Content starts

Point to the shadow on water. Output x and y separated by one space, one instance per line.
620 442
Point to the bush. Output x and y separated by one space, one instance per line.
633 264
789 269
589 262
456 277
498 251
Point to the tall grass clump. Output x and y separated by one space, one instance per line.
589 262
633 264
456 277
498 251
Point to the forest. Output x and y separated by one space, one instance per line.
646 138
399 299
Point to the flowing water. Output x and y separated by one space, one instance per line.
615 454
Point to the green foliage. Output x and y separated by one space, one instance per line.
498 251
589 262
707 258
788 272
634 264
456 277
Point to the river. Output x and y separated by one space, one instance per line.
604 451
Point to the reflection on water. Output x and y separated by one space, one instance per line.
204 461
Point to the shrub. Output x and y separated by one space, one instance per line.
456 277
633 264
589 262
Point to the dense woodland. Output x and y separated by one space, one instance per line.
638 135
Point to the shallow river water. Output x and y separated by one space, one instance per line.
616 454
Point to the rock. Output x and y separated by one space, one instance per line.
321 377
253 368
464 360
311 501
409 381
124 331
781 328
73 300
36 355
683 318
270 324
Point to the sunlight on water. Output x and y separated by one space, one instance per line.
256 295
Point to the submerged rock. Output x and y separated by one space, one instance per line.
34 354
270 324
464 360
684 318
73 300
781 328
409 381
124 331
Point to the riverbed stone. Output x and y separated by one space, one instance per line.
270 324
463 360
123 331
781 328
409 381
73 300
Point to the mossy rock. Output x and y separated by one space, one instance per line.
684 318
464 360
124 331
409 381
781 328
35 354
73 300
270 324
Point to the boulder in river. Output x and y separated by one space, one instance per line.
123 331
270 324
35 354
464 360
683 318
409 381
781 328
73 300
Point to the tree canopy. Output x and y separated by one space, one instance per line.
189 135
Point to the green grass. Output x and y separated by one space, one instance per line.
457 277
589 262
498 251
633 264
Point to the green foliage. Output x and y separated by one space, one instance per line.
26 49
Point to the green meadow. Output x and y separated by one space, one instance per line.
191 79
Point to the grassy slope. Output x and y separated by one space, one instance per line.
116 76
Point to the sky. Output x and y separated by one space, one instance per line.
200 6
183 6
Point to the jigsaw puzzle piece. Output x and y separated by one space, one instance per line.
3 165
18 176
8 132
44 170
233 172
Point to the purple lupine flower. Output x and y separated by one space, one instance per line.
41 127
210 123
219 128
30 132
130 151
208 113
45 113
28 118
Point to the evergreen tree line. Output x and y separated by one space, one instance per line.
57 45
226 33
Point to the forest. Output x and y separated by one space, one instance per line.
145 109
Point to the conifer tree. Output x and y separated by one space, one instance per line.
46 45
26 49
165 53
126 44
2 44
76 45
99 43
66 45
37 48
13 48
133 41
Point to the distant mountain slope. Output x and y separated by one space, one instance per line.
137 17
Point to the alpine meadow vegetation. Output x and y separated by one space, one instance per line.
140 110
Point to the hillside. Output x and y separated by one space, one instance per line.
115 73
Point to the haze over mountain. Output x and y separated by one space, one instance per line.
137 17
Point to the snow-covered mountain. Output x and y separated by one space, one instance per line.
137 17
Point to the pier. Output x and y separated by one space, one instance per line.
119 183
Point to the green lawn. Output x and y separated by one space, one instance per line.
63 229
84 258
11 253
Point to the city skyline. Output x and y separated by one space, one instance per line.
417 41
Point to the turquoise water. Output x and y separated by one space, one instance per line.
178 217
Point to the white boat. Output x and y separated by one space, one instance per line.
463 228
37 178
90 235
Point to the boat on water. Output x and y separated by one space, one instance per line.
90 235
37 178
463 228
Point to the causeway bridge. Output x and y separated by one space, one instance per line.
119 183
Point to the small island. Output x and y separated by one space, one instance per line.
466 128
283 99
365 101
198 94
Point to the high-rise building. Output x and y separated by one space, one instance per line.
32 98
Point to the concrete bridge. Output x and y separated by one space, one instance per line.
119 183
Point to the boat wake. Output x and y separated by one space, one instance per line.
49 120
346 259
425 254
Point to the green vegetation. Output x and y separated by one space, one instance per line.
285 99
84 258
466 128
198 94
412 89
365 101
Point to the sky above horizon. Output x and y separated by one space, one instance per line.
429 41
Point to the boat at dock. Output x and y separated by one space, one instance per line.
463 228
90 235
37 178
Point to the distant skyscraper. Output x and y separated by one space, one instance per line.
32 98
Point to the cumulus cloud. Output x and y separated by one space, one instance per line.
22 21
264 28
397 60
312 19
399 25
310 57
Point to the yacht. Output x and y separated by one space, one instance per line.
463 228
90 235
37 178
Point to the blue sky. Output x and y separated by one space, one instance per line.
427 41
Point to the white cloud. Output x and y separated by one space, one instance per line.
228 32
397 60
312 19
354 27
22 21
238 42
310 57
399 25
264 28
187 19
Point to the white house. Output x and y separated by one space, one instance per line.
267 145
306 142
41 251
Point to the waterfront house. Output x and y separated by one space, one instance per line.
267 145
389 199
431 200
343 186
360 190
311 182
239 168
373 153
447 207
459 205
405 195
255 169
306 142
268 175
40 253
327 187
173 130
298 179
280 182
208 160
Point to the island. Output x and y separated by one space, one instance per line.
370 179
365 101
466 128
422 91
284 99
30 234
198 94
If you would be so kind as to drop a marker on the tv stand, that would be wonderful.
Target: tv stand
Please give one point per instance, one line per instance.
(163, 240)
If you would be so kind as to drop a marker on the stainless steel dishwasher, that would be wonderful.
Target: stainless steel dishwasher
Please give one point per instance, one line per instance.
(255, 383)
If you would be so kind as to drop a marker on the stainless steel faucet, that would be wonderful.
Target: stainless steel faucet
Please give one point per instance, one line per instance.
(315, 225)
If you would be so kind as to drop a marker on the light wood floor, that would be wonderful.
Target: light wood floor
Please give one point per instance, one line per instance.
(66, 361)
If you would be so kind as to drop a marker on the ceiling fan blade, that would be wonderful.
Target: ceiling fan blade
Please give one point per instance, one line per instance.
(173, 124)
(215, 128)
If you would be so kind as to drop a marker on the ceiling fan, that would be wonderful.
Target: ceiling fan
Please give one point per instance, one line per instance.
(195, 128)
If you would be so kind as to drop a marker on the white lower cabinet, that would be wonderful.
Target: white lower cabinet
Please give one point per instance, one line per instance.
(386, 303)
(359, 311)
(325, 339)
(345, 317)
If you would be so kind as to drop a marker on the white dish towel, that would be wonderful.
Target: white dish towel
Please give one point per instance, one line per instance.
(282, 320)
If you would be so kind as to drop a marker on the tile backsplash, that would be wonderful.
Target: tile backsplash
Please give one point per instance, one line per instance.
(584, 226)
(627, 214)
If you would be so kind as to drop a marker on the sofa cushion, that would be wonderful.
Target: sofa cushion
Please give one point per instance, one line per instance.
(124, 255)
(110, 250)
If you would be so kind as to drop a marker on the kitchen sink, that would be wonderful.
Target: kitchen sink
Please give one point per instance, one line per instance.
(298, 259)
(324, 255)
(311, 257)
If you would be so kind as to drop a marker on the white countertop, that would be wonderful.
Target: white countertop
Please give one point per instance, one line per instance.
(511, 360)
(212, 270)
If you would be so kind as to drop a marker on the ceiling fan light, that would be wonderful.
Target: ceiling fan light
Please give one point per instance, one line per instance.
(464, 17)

Content ends

* What you need to do: Reproduce the preceding entries exactly and completely.

* Answer box:
Point to the shadow on water. Output x and y separated by one space, one instance per line.
620 442
Point to the bush. Output x and y separated by one space, one instance per line.
633 264
789 269
589 262
456 277
498 251
Point to the tall grass clump. Output x and y separated by one space, one instance per line.
589 262
633 264
456 277
498 251
Point to the forest. Output x and y separated by one space, one instance per line.
646 138
399 299
Point to the flowing water. Output x and y separated by one space, one instance per line.
615 454
Point to the green foliage. Output x and y separated by one space, one instance per line.
498 251
589 262
707 258
788 272
634 264
456 277
Point to the river. Output x and y separated by one space, one instance per line.
604 451
Point to the reflection on water. Output x and y separated by one space, one instance per line.
204 461
Point to the shrub. Output x and y separated by one space, one instance per line.
456 277
633 264
589 262
Point to the dense woodland. Output x and y separated by one space, one instance per line.
638 135
Point to the shallow river water. Output x and y separated by one space, one instance per line.
616 454
Point to the rock. Output x and y separated by one space, one instance per line.
321 377
253 368
464 360
311 501
409 381
124 331
781 328
73 300
36 355
683 318
270 324
Point to the sunlight on water. Output x and y separated by one space, one instance per line.
256 295
Point to the submerged rock. Output x and y separated by one space, one instance per line.
34 354
270 324
464 360
684 318
73 300
781 328
409 381
124 331
Point to the riverbed stone. Output x and y separated by one space, one instance per line.
270 324
463 360
123 331
781 328
409 381
73 300
Point to the mossy rock. Output x and y separated by one space, one instance per line.
684 318
464 360
124 331
409 381
781 328
35 354
73 300
270 324
Point to the boulder in river. Output x and y separated by one space, one instance per line.
123 331
270 324
35 354
464 360
683 318
409 381
781 328
73 300
Point to the tree canopy. Output x and y separated by one space, one instance per line.
189 135
Point to the green grass. Output x and y separated by one space, one instance per line.
457 277
589 262
498 251
633 264
Point to the green foliage. Output x and y separated by one space, one instance per line.
26 49
Point to the green meadow. Output x and y separated by one space, one instance per line.
191 79
Point to the grassy slope. Output x and y separated by one space, one instance per line.
116 76
Point to the sky. Output x and y separated by one space, one instance per line.
200 6
183 6
Point to the jigsaw puzzle piece. Output x and y separated by one space, one instance per line.
3 165
18 176
8 132
44 170
233 172
Point to the purple lupine flower. Output x and y separated by one space, one instance per line.
41 127
210 123
219 128
30 132
130 151
208 113
45 113
28 118
Point to the evergreen tree line. Output x and y separated by one space, one instance per line.
57 45
226 33
Point to the forest. Output x and y separated by one space, one instance per line.
145 109
Point to the conifer tree. Output x and y separated by one space, one instance per line.
46 45
26 49
165 53
126 44
2 44
76 45
99 43
66 45
37 48
13 48
133 41
Point to the distant mountain slope. Output x and y separated by one space, one instance per line.
137 17
Point to the alpine meadow vegetation. Output x and y separated by one space, one instance per line.
140 110
Point to the hillside. Output x and y separated by one space, one instance per line.
115 73
Point to the haze over mountain. Output x and y separated by one space, one instance per line.
137 17
Point to the snow-covered mountain. Output x and y separated by one space, one instance per line.
137 17
Point to the pier. Output x and y separated by one space, one instance per line.
119 183
Point to the green lawn. Output x and y separated by one space, one instance per line.
63 229
84 258
11 253
Point to the city skyline. Output x and y separated by one space, one instance per line.
417 41
Point to the turquoise water. Output x and y separated by one space, one instance per line.
178 217
Point to the white boat. Output x and y separated by one space, one instance per line.
463 228
37 178
90 235
Point to the boat on water. Output x and y separated by one space, one instance per line.
90 235
37 178
463 228
Point to the causeway bridge. Output x and y separated by one space, one instance per line.
119 183
Point to the small island. Output x and y separated by one space, one instance per line.
466 128
283 99
365 101
198 94
Point to the high-rise building. Output x and y separated by one space, one instance per line.
32 98
Point to the concrete bridge. Output x and y separated by one space, one instance per line.
119 183
Point to the boat wake. Output x and y separated by one space, one instance per line.
49 120
346 259
425 254
Point to the green vegetation. Output x and y separated by one space, one instance per line.
285 99
84 258
466 128
198 94
412 89
365 101
Point to the sky above horizon. Output x and y separated by one space, one instance per line.
429 41
Point to the boat at dock. Output x and y separated by one space, one instance per line.
463 228
90 235
37 178
Point to the distant skyscraper. Output x and y separated by one space, one instance per line.
32 98
Point to the cumulus cloud. Output x and y separated by one space, one instance per line.
22 21
264 28
397 60
312 19
399 25
310 57
Point to the yacht. Output x and y separated by one space, one instance per line.
463 228
90 235
37 178
Point to the blue sky. Output x and y separated by one space, one instance per line.
427 41
Point to the white cloud. Output x and y separated by one space, one instance per line.
228 32
397 60
312 19
354 27
22 21
238 42
310 57
399 25
264 28
187 19
Point to the white house. Output x and y separated by one space, one instance per line.
267 145
306 142
41 251
Point to the waterfront house. Output x and y separated by one space, one instance per line.
267 145
389 199
431 200
343 186
360 190
311 182
239 168
373 153
447 207
459 205
405 195
255 169
306 142
268 175
40 253
327 187
173 130
298 179
280 182
208 160
Point to the island. Output x and y separated by one space, one instance per line.
370 179
365 101
466 128
422 91
284 99
30 234
198 94
If you would be so kind as to drop a marker on the tv stand, that would be wonderful.
Target: tv stand
Please give one point per instance, one line per instance.
(163, 240)
If you would be so kind as to drop a marker on the stainless steel dishwasher, that would be wonderful.
Target: stainless steel dishwasher
Please give one point per instance, one line per instance.
(255, 383)
If you would be so kind as to drop a marker on the stainless steel faucet, that would be wonderful.
Target: stainless steel faucet
Please give one point per instance, one line per instance.
(315, 225)
If you would be so kind as to drop a marker on the light wood floor, that would be wonderful.
Target: light wood floor
Please give one point per instance, one line per instance.
(66, 361)
If you would be so kind as to drop a marker on the ceiling fan blade, that would be wonderful.
Target: ceiling fan blade
Please give one point per instance, one line per instance.
(173, 124)
(215, 128)
If you would be so kind as to drop a marker on the ceiling fan, that would be wonderful.
Target: ceiling fan
Please give one point per instance, one line per instance.
(195, 128)
If you would be so kind as to drop a marker on the white lower cabinet, that would be wonderful.
Target: white lower cabinet
Please give one point per instance, one line per instance.
(386, 303)
(359, 311)
(325, 339)
(345, 317)
If you would be so kind as to drop a marker on the white dish towel, that would be wonderful.
Target: white dish towel
Please give one point per instance, one line per instance.
(282, 320)
If you would be so kind as to drop a marker on the tile backsplash, that would be wonderful.
Target: tile backsplash
Please give one point per instance, one line per instance.
(584, 226)
(627, 214)
If you would be so kind as to drop a marker on the sofa cushion, that would be wonderful.
Target: sofa cushion
Please give one point per instance, one line per instance.
(124, 255)
(110, 250)
If you would be so kind as to drop a marker on the kitchen sink, that would be wonderful.
Target: kitchen sink
Please give one point per instance, one line per instance.
(298, 259)
(324, 255)
(311, 257)
If you would be so kind as to drop a marker on the white countertop, that would be wonderful.
Target: white countertop
Please give one point per instance, one line per instance.
(511, 360)
(212, 270)
If you would be so kind as to drop a marker on the ceiling fan light, that would be wonderful.
Target: ceiling fan light
Please give one point per instance, one line per instance.
(464, 17)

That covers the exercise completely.